Stored data entries:
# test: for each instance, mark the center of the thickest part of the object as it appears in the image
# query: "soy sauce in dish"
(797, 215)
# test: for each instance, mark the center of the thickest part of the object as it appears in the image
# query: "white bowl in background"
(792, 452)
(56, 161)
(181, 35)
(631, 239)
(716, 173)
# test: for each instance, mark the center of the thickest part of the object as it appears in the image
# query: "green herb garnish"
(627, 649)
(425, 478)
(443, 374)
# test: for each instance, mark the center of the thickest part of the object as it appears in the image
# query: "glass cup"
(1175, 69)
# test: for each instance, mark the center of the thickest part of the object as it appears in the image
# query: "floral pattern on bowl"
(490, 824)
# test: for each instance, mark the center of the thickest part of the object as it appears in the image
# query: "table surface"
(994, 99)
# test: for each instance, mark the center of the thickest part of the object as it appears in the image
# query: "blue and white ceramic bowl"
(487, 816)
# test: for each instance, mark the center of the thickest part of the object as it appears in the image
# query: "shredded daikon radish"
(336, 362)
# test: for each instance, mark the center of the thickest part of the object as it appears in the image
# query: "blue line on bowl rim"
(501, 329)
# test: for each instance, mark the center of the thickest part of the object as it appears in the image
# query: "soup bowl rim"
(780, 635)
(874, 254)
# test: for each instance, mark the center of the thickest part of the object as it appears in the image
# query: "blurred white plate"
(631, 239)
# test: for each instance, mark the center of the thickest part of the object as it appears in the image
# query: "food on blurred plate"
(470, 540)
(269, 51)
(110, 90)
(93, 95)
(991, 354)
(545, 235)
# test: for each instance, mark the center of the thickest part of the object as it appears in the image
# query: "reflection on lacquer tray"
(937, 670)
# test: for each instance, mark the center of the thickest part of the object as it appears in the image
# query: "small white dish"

#### [Your task]
Restate each record above exactly, leaving nothing out.

#### [Problem solution]
# test: for each instance, mark the center of the thickest part of the object as it appears in the image
# query: "soy sauce in dish"
(797, 215)
# test: for each instance, mark the center of the thickest part of the object as it appears in the image
# query: "white bowl in background"
(792, 452)
(56, 161)
(181, 35)
(631, 239)
(716, 173)
# test: for each instance, mark the center of the thickest part of the object as it appears in the image
# query: "green herb garnish"
(627, 649)
(425, 478)
(443, 374)
# test: for each instance, mark the center of the thickest part of the object as it appears in the image
# query: "glass cup"
(1175, 69)
# test: for each instance, mark the center of the thickest part of the object as it appears in the image
# query: "floral pattern on bowl"
(490, 824)
# test: for each instance, mark the center of the thickest part of the object as it appears in the image
# query: "table surface"
(994, 99)
# test: for each instance, mark the center of the thickest part of the object as it appears in the image
# query: "blue and white ceramic bowl"
(487, 816)
# test: for each instance, mark the center of the thickest part of the object as it appears in the image
# query: "shredded daikon radish"
(336, 362)
# test: for each instance, mark the center of the thickest part of the object as it appears in the image
# query: "blue line on bowl rim"
(501, 329)
# test: for each instance, mark the center of the thickest part of the object as it appears in the image
# query: "soup bowl rim"
(780, 635)
(874, 254)
# test: for each instance, mark the center of the thickest part of the object as it appears in the image
# query: "blurred white plate"
(631, 239)
# test: for each instance, mark the center of the thickest part of the object as it appears in the image
# query: "food on blurred plate"
(470, 540)
(269, 51)
(110, 90)
(93, 95)
(991, 354)
(545, 235)
# test: for each instance, mark the center of the thickest part of the object as it appears in the image
# query: "reflection on lacquer tray"
(937, 670)
# test: for each instance, mark the center of the thickest part of the object as it appears in the image
# query: "small white dish"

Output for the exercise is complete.